• _ABOUT THIS EXERCISE_: For each line below with the word "perched", write out a copy.

[Point localization data]
-=-=-
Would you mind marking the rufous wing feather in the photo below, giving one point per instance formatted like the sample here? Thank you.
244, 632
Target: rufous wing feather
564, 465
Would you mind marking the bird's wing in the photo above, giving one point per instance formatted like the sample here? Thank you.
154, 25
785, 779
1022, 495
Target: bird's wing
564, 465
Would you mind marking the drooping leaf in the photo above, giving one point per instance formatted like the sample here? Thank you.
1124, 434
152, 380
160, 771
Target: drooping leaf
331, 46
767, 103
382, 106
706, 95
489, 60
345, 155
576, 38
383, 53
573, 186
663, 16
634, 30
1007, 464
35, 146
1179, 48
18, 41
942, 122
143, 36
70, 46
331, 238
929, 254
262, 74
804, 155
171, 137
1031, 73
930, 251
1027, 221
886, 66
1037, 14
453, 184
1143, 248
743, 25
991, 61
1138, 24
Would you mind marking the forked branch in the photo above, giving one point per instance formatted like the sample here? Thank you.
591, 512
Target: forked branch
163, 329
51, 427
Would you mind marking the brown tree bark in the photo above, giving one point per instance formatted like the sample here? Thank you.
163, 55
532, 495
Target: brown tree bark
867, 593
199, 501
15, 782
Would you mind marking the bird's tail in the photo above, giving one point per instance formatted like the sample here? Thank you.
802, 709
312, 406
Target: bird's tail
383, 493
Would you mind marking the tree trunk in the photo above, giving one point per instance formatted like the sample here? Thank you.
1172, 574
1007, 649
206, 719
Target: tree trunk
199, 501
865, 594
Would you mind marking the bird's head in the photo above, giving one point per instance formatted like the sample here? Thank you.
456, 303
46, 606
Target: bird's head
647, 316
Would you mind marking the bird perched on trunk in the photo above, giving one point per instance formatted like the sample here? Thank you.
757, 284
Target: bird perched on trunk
-=-=-
• _ANSWER TO THIS TASK_:
Would you mind marking the bird perched on trunk in the photo above, giving one point per instance formatted like the sample here? Thank you.
Target: bird perched on trunk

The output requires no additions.